— Text segment —

The Children of Creuse refers to 2,150 children forcibly moved from Réunion to rural metropolitan France between 1963 and 1982. It is well known in Reunion, where it is called the affaire des Enfants de la Creuse or affaire des Réunionnais de la Creuse.

These children, "abandoned or not", were declared by the French authorities of the Department for Health and Social Affairs to be wards of the state. They were transported by the authorities from Reunion, in order to repopulate metropolitan departments mostly in the empty diagonal such as Creuse, Tarn, Gers, Lozère and East Pyrenees which had lost population to the movement from rural areas to metropolitan areas.

This forcible transport of children was organized under the leadership of Michel Debré, MP for Reunion at the time.

Some were adopted, others stayed in homes or served as slave labor on the farms; the peasants across the Creuse then using them as handymen or workers without wages. Le Monde reports, in addition to cases of economic exploitation, cases of child abuse by the French adoptive families.

These displaced children were declared wards of the state, that is to say, the French government took away the parental rights of their birth parents; only a small number of these children were actually orphans. Hundreds of Réunion parents were forced to sign reports of abandonment that they could not decipher, and they never saw their children again.

— Raw records —
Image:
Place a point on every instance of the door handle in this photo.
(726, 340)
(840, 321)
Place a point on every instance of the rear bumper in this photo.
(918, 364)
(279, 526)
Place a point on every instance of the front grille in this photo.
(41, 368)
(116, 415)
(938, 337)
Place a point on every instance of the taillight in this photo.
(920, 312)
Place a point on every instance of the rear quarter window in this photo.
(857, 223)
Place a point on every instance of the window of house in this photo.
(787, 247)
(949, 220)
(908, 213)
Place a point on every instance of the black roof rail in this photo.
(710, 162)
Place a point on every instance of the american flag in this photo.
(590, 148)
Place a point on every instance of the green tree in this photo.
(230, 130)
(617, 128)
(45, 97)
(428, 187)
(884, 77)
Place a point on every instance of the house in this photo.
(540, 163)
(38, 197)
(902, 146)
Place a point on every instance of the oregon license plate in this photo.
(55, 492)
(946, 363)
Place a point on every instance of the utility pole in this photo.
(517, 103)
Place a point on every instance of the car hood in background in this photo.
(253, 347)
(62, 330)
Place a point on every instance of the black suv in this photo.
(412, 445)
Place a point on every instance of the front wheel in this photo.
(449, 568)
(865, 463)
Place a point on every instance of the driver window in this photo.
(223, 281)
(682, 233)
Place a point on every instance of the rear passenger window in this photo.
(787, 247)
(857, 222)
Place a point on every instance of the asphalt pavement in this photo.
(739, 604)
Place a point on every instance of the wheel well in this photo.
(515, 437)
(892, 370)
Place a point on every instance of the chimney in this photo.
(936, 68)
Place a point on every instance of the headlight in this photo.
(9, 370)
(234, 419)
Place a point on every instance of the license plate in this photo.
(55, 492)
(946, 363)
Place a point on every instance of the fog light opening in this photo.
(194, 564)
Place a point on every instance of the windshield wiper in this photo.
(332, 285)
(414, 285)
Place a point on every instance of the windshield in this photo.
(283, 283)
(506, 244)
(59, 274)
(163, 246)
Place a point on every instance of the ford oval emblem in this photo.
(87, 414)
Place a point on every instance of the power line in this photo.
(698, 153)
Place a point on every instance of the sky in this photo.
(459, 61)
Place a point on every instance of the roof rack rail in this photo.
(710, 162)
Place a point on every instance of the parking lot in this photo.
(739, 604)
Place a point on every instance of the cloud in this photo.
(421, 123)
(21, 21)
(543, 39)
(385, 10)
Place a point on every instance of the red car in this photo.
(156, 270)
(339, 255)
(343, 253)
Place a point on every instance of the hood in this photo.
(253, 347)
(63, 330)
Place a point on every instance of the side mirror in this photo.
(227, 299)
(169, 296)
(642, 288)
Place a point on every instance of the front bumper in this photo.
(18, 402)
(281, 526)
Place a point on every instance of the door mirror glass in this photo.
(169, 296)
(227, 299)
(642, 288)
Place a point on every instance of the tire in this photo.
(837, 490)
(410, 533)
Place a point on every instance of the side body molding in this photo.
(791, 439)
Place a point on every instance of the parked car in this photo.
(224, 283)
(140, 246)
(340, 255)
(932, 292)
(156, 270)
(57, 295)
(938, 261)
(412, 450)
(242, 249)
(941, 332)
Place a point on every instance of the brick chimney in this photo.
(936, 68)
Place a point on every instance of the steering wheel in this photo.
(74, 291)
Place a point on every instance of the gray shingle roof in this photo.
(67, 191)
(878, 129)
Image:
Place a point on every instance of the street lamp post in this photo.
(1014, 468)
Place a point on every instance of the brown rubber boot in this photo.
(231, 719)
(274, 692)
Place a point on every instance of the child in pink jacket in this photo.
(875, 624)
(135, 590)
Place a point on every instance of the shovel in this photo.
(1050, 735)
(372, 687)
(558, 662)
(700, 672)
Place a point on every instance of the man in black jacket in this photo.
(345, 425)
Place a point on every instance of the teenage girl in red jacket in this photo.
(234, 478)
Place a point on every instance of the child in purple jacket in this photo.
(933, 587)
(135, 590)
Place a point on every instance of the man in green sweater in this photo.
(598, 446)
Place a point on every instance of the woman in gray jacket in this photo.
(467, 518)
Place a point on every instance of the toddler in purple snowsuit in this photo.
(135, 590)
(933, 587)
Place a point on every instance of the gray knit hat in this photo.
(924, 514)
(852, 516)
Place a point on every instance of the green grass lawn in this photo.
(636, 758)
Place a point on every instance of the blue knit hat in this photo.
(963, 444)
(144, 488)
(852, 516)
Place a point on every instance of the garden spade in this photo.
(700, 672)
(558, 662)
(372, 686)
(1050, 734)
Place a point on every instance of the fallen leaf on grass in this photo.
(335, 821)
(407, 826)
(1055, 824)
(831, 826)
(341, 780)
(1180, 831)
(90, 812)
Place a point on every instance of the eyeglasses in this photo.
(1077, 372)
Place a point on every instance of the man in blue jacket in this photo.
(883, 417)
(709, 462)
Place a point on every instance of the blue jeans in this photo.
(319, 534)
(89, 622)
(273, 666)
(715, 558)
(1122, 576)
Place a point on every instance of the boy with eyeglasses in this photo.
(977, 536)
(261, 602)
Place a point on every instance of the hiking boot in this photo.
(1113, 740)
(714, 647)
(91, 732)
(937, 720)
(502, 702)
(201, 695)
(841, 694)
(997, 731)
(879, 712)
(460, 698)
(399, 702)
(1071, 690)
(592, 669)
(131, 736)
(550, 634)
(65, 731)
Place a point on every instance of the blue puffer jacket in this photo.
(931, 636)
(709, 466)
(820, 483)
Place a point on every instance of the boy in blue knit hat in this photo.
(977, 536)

— Set of tasks —
A. Reproduce the passage on the Children of Creuse starting at "This forcible transport" and ending at "their children again.", substituting "laborers" for "handymen".
B. Express the lines of the records as a numbered list, starting at the line that contains "Place a point on every instance of the toddler" and ending at the last line of the records, with blank lines omitted.

— Solution list —
A.
This forcible transport of children was organized under the leadership of Michel Debré, MP for Reunion at the time.

Some were adopted, others stayed in homes or served as slave labor on the farms; the peasants across the Creuse then using them as laborers or workers without wages. Le Monde reports, in addition to cases of economic exploitation, cases of child abuse by the French adoptive families.

These displaced children were declared wards of the state, that is to say, the French government took away the parental rights of their birth parents; only a small number of these children were actually orphans. Hundreds of Réunion parents were forced to sign reports of abandonment that they could not decipher, and they never saw their children again.

B.
1. Place a point on every instance of the toddler in purple snowsuit in this photo.
2. (135, 590)
3. (933, 587)
4. Place a point on every instance of the gray knit hat in this photo.
5. (924, 514)
6. (852, 516)
7. Place a point on every instance of the green grass lawn in this photo.
8. (636, 758)
9. Place a point on every instance of the blue knit hat in this photo.
10. (963, 444)
11. (144, 488)
12. (852, 516)
13. Place a point on every instance of the garden spade in this photo.
14. (700, 672)
15. (558, 662)
16. (372, 686)
17. (1050, 734)
18. Place a point on every instance of the fallen leaf on grass in this photo.
19. (335, 821)
20. (407, 826)
21. (1055, 824)
22. (831, 826)
23. (341, 780)
24. (1180, 831)
25. (90, 812)
26. Place a point on every instance of the eyeglasses in this photo.
27. (1077, 372)
28. Place a point on every instance of the man in blue jacket in this photo.
29. (883, 417)
30. (709, 462)
31. Place a point on every instance of the blue jeans in this photo.
32. (319, 534)
33. (89, 622)
34. (273, 666)
35. (715, 558)
36. (1122, 576)
37. Place a point on every instance of the boy with eyeglasses in this photo.
38. (977, 536)
39. (261, 602)
40. Place a point on every instance of the hiking boot in this photo.
41. (1113, 740)
42. (714, 647)
43. (91, 732)
44. (937, 720)
45. (502, 702)
46. (201, 695)
47. (841, 694)
48. (997, 731)
49. (879, 712)
50. (460, 698)
51. (399, 702)
52. (1071, 690)
53. (592, 669)
54. (131, 736)
55. (550, 634)
56. (65, 731)
57. Place a point on every instance of the blue puffer jacket in this photo.
58. (931, 636)
59. (709, 466)
60. (820, 483)
61. Place a point on every instance of the boy in blue knit hat in this photo.
62. (977, 536)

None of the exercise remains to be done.